■ Reading text:
start

# Shops in vancouver



## blam (Feb 18, 2011)

I'm in Vancouver for the week. Any must go to places i should consider hitting up?


----------



## donkelley (Oct 2, 2013)

Vancouver Canada? Lots of places of you mean here

Sent from my SAMSUNG-SGH-I717 using Tapatalk 2


----------



## blam (Feb 18, 2011)

Yup. I'm Canada


----------



## Sneaky (Feb 14, 2006)

Tom Lee's is the big downtown music store. I think the boutique shops are outside the downtown area. If you need any resto advice I'd be happy to help.


----------



## fredyfreeloader (Dec 11, 2010)

Depending on what your looking for Rufus Guitar Shop located at 10th. and Alma.


----------



## puckhead (Sep 8, 2008)

There really isn't much left.

Tom Lee's on Granville downtown
Long/McQuade on Terminal Ave
Rufus' as mentioned on Alma, and might as well peek into Prussin Music on Broadway while you are nearby
Bonerattle on commercial


----------



## blam (Feb 18, 2011)

Thanks guys! 
Sneaky, thanks but I have food covered already. My friends here are huge foodies.


----------



## the_guitarboy (May 2, 2008)

Symphontree and Blue Dog Guitars both have a lot of higher end acoustics.


----------



## Ship of fools (Nov 17, 2007)

end

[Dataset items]
start

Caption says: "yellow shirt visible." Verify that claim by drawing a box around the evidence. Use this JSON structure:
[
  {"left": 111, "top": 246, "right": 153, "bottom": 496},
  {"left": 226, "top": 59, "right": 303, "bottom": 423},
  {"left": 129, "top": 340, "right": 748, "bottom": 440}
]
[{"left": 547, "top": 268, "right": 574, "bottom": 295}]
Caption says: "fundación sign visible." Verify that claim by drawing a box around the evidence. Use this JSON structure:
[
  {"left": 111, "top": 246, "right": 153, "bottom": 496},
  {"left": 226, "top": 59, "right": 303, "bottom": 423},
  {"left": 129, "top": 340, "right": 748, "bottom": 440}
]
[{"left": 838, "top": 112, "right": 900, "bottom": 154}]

end

Continue the forum thread about music shops in Vancouver, picking up right after its last line.

■ Result of the task:
Guitarboy beat me to it you will love both of these shops great high end guitars, but you will have to call Kevin Henning ( Symphontree in Vancouver) 778-232-0509 to book a time , he has one of my favs that helped inspire him to open a shop Nicole Alosinac who has worked on one of my guitars and did the most fantastic job and to this day would highly recommend her work to any player.ship
Bluedog is in North Vancouver 604-971-2893 and tell them both that ship of fools sent you


----------



## zontar (Oct 25, 2007)

puckhead said:


> There really isn't much left.
> 
> Tom Lee's on Granville downtown
> Long/McQuade on Terminal Ave
> ...


That's where I headed three years ago--plus I also stopped at another one that has since closed (Westcoast I think)
They looked thrilled somebody walked in, but they had very little of interest, but gave me some picks.
I was there last year and stopped in at Rufus'
I was going to head over to Bonerattle, but I ran out of time.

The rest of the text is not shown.